However, studying different amounts of datasets and assessing the optimal amount would have required much time and resources, especially considering the need to choose the same amount of data for both the ANN and RF models. It should also be noted that the aim of this study is to compare the performances of ANN and RF models. Using the amount that was chosen in this study can have aided in noticing possible strengths and

(29)

CHAPTER 5. DISCUSSION AND CONCLUSION

weaknesses of the respective models.

5.2.2 Partitioning of the data

The partitioning of the data into training, validation and test sets is a factor that may affect performance as well (as briefly discussed in section 5.1). The chosen amount of test days was set rather arbitrarily, and further large-scale studies to determine optimal amount of test days for both models could improve the results. The quality of the validation data is also of importance when optimizing the models. As mentioned in section 3.1, the training data was slightly arbitrarily chosen to include sudden spikes and dips in the closing price, and the validation data was the remaining set of days that were prior to the test days.

■ **The data**
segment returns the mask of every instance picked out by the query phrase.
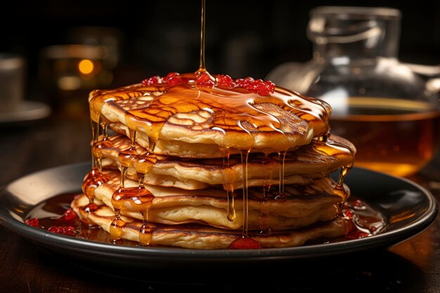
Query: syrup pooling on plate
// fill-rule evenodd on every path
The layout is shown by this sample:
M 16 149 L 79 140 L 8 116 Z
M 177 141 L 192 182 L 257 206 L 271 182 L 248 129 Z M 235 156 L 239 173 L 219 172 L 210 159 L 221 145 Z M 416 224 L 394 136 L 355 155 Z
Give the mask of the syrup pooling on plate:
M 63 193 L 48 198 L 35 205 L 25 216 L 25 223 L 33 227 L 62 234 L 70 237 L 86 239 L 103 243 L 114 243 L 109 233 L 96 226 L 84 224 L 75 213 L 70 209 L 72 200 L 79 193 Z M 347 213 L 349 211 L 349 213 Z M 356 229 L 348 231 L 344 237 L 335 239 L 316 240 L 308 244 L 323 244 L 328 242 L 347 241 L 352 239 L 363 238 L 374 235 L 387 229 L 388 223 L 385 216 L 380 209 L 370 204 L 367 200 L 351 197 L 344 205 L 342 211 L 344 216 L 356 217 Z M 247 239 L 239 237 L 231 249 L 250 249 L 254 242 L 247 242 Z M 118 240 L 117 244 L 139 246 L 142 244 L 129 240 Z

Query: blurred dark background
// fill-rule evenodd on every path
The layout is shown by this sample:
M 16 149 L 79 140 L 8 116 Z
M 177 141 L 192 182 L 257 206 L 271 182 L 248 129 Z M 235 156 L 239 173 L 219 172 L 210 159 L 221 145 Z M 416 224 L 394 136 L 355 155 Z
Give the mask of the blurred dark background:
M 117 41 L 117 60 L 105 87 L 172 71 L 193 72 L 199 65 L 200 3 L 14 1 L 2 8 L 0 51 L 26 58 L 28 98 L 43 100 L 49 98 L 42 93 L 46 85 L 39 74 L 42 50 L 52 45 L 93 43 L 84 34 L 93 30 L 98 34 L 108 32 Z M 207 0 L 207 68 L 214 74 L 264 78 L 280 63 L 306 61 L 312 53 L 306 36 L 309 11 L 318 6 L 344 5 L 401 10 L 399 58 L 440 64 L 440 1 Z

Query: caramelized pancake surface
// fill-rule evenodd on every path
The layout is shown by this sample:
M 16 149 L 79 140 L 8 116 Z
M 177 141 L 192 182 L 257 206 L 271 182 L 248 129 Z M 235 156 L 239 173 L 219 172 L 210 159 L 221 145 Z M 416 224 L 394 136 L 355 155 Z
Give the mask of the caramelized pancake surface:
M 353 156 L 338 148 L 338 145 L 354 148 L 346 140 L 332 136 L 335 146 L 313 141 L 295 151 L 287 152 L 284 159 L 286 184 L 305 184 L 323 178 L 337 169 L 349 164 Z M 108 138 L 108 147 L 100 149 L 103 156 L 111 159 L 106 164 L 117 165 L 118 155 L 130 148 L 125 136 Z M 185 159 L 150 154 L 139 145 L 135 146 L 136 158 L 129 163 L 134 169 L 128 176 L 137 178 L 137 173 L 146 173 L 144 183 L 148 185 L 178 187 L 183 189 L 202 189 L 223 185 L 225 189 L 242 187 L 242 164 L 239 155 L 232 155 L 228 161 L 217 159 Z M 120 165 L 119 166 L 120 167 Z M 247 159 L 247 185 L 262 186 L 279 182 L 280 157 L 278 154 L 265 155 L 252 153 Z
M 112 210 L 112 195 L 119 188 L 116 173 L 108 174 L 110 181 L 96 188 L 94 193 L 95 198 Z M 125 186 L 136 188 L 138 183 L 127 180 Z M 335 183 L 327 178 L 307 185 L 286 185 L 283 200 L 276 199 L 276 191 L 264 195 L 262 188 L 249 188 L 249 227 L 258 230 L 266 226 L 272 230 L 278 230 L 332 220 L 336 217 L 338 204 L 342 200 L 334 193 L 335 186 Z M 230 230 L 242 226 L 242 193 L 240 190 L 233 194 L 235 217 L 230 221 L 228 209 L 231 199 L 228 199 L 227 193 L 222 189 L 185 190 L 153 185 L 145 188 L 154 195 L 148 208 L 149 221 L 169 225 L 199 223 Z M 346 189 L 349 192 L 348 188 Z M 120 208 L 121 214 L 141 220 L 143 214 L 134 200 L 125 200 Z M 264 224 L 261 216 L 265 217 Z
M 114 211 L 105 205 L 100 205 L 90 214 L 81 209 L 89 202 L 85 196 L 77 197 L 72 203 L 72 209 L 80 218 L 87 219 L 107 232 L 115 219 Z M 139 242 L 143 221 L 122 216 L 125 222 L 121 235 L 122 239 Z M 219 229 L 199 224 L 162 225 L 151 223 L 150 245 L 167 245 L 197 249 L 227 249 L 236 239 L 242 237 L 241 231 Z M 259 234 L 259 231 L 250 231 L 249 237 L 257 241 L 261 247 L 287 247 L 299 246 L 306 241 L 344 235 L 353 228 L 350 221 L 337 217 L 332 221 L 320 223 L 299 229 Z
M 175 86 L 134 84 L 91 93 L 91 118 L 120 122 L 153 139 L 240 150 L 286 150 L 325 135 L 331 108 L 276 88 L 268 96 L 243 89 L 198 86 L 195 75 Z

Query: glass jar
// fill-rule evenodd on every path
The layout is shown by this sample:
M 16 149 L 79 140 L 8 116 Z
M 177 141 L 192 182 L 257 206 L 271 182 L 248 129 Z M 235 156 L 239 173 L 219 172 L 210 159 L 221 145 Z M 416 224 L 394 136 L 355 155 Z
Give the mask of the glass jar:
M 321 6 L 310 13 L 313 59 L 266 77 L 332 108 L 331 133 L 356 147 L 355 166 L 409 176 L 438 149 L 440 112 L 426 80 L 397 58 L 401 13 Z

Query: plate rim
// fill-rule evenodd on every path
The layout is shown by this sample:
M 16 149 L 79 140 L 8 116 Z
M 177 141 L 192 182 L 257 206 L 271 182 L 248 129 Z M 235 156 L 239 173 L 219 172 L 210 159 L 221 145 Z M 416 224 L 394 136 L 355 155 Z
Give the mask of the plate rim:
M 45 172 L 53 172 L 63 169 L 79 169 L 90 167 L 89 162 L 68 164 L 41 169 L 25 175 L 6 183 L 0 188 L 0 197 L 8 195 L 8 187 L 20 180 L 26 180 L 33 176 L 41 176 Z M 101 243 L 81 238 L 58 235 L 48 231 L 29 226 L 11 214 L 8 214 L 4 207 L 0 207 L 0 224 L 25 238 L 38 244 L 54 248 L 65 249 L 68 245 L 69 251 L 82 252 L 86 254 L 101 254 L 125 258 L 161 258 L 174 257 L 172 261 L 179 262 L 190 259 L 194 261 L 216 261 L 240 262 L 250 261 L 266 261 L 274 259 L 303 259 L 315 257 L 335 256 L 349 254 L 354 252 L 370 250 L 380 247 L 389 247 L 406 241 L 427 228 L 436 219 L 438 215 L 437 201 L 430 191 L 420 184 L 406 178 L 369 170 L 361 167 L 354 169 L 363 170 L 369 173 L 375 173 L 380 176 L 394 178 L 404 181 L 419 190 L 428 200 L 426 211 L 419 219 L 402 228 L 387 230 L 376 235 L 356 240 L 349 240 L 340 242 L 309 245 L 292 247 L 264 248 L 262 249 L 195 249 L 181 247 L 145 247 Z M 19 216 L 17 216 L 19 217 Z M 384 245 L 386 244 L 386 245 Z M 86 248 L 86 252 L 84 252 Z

■ **Tasks**
[1] According to the discussion of the ANN and RF models, what was the training data chosen to include?
[2] Pick up the discussion of the ANN and RF models after its last sentence and continue it.

■ **Task answers**
[1] Sudden spikes and dips in the closing price.

[2]
In the WMT stock in figure 3.1, it is noticed that the stock price declines until around day 199 when it is starting to recover. The partitioning presented in section 3.1 shows that the training data (days 1 - 204) capture prices of all possible levels while the validation data (days 205 - 216) reflect a more local behaviour in this case as these prices do not quite include the volatility compared to all 254 days and the test data in particular. An implication of this may be that the validation data do not give an entirely fair reflection of the true nature of the stock and thus the hyperparameters may be further optimizable to some extent.

In contrast, the IXIC index in figure 3.2 shows that in the training data (days 1 - 178), the range of prices is approximately in the interval from 4500 USD to 5200 USD.

The validation data (days 179 - 216) consist of prices from 4800 USD to 5150 USD and matches the typical price development of the training data well, and to a large extent the test data as well. As discussed in section 5.1, this might suggest that the hyperparameter optimization process for the IXIC models was more effective than for the WMT models.

Distributing the training and validation set is a complicated task. Increasing the validation data and decreasing the training data might create a superior model in some cases, whilst in some other cases it might be the direct opposite. The complexity increases further due to the need for both the ANN and RF models to use the same partitioning scheme.

Overall, as both the ANN and RF models used the same partitioning scheme for the same stock, it would be viable to state that the chosen methodology was fair for the comparative analysis. The fact that ANNs are able to perform better for both stocks, regardless of the possible shortcomings discussed above, is an interesting result to notice.

It is something that can be used to strengthen the case for the use of ANN models within the field of stock prediction.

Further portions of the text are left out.